**RECORDS FOR PROCESSING:**
>>>

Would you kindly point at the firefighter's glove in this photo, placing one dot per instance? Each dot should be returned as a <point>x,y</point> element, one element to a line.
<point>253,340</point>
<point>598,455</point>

<<<
>>>

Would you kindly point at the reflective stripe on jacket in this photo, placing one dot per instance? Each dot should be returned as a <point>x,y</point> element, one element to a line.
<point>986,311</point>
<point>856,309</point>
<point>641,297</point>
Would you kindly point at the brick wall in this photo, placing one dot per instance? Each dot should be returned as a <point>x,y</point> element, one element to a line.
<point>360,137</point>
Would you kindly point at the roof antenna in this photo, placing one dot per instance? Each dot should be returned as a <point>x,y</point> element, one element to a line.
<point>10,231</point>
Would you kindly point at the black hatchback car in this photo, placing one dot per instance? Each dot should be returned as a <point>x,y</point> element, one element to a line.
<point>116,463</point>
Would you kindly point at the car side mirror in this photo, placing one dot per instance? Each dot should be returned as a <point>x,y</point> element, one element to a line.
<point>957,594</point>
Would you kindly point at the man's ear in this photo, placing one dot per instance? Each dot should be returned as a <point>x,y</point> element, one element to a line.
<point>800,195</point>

<<<
>>>

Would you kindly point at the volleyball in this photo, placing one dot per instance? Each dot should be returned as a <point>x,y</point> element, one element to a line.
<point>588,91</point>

<<<

**TASK OBJECTIVE:** Convert the entries that begin at the line containing "Would you kindly point at the man's" and end after the line containing "<point>800,195</point>" into a JSON list of strings, one string per line, with blank lines omitted. Include only those lines.

**RESULT OF THIS EXERCISE:**
[
  "Would you kindly point at the man's ear in this photo, placing one dot per instance? Each dot should be returned as a <point>x,y</point> element, one element to a line.",
  "<point>800,195</point>"
]